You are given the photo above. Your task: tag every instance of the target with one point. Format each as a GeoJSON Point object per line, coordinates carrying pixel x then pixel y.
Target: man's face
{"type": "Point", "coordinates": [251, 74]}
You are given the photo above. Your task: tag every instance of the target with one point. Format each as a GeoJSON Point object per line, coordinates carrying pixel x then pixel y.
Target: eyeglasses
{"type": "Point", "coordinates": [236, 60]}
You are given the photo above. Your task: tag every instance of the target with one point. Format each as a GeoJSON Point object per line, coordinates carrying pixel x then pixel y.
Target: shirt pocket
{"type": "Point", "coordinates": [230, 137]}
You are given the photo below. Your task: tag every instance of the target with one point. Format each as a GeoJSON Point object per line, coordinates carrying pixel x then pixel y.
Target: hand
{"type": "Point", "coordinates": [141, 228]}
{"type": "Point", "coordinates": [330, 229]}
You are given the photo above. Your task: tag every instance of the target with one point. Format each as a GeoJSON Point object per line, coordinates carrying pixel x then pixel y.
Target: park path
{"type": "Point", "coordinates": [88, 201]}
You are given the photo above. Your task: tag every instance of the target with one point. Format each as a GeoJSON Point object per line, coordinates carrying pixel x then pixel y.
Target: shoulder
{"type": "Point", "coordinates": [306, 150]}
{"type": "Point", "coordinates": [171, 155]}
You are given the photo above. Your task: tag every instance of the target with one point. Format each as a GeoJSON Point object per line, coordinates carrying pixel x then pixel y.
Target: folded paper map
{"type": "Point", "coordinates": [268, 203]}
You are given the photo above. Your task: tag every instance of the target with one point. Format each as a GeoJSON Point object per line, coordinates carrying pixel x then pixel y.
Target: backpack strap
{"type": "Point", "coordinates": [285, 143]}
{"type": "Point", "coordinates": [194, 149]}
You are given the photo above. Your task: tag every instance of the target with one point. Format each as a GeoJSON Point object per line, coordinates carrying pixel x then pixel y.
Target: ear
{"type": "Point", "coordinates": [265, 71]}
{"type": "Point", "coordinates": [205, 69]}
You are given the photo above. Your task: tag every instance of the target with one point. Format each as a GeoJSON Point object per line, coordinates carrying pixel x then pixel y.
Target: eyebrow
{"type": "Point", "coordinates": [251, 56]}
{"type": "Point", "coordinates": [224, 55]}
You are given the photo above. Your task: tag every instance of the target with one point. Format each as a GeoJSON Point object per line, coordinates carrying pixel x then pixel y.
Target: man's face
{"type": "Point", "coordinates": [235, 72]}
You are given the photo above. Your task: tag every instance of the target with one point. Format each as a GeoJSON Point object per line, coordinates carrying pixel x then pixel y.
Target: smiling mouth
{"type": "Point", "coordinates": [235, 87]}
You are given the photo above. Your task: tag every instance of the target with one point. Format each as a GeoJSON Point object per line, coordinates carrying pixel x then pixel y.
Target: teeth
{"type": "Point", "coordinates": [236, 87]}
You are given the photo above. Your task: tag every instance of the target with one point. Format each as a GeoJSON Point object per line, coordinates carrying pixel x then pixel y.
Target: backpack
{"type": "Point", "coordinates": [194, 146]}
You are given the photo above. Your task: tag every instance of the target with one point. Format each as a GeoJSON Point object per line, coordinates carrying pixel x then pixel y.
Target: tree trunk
----------
**Given task**
Write the data from above out again, exactly.

**Response to this exercise**
You are given the photo above. Your task: tag every instance of the target with one point. Format each as a GeoJSON Point object per line, coordinates carrying pixel x then pixel y.
Target: man's face
{"type": "Point", "coordinates": [251, 74]}
You are given the photo above. Your task: tag every instance of the target with one point. Format each as a GeoJSON Point object per line, coordinates carrying pixel x then pixel y.
Target: eyeglasses
{"type": "Point", "coordinates": [236, 60]}
You are given the photo above. Your task: tag every instance of the target with one point. Format each as a GeoJSON Point object per line, coordinates carrying pixel x then pixel y.
Target: shirt pocket
{"type": "Point", "coordinates": [230, 137]}
You are given the photo below. Your task: tag every instance of the target with one point. Format each as a GeoJSON Point object per line, coordinates carrying pixel x then pixel y.
Target: hand
{"type": "Point", "coordinates": [141, 228]}
{"type": "Point", "coordinates": [330, 229]}
You are given the photo above. Your task: tag every instance of the target with one point. Format each as a GeoJSON Point object per line, coordinates carrying pixel x then pixel y.
Target: park path
{"type": "Point", "coordinates": [88, 201]}
You are given the photo above. Your task: tag every instance of the target with one point. Format each as a GeoJSON Point object per line, coordinates carrying pixel x then pixel y.
Target: shoulder
{"type": "Point", "coordinates": [306, 150]}
{"type": "Point", "coordinates": [171, 155]}
You are given the photo above. Your task: tag every instance of the target with one point. Format each as a GeoJSON Point object per line, coordinates carrying pixel x then pixel y.
Target: folded paper map
{"type": "Point", "coordinates": [268, 203]}
You are given the photo above. Your task: tag every instance of the target with one point. Format each as a GeoJSON Point object per line, coordinates carrying pixel x then pixel y.
Target: backpack strap
{"type": "Point", "coordinates": [285, 143]}
{"type": "Point", "coordinates": [194, 149]}
You are given the photo above. Your task: tag every instance of the target with one point. Format each as a GeoJSON Point object per line, coordinates carrying pixel x then pixel y.
Target: ear
{"type": "Point", "coordinates": [265, 71]}
{"type": "Point", "coordinates": [205, 69]}
You are given the photo above. Your task: tag every instance of the target with one point. Format each as a GeoJSON Point object per line, coordinates carrying pixel x then pixel y.
Target: eyebrow
{"type": "Point", "coordinates": [251, 56]}
{"type": "Point", "coordinates": [224, 55]}
You are given the photo above. Your task: tag every instance of the target with one point. Format each as a GeoJSON Point object per line, coordinates carrying pixel x then pixel y.
Target: man's face
{"type": "Point", "coordinates": [235, 72]}
You are given the photo above. Your task: tag every instance of the target with one point. Format each as a GeoJSON Point object per line, coordinates carrying pixel x then pixel y.
Target: smiling mouth
{"type": "Point", "coordinates": [235, 87]}
You are given the photo above. Your task: tag every instance of the target with one point. Format each as a GeoJSON Point object per line, coordinates carrying pixel x then pixel y.
Target: teeth
{"type": "Point", "coordinates": [236, 87]}
You are given the photo above. Your task: tag every instance of the target with one point. Format each as a GeoJSON Point object per line, coordinates carrying pixel x then pixel y.
Target: backpack
{"type": "Point", "coordinates": [194, 146]}
You are given the photo above. Your task: tag every instance of the target with one point. Format each as a GeoJSON Point object per line, coordinates carrying pixel x then pixel y.
Target: tree trunk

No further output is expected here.